PROMPT:
Where does the string "this" appear? Copy every line of the entries below that holds it.

──────

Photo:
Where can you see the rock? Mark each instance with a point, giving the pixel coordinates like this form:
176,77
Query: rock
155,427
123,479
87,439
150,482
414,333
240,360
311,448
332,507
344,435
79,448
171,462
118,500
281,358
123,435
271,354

──────

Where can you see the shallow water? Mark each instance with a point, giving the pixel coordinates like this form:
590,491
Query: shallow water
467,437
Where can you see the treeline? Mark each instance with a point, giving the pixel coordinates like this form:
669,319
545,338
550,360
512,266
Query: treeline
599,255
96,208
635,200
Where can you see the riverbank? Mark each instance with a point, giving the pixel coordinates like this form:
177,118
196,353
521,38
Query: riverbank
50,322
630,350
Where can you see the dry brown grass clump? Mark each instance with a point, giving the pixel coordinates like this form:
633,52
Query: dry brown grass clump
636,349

──────

ANSWER SECTION:
Where can you see the rock? Mark each instance with a point, giving the pixel coordinates like this form:
Where can you see the shallow water? Mark each instance with a point, giving the pixel coordinates like this form:
Where can you see the treeline? Mark each instance with a point, giving the pixel coordinates like this form:
Where can you see the riverbank? Mark each instance with a point, giving the pixel coordinates like this form:
Where can you see the dry brown grass clump? Mark each instance with a point, giving the pixel coordinates like this form:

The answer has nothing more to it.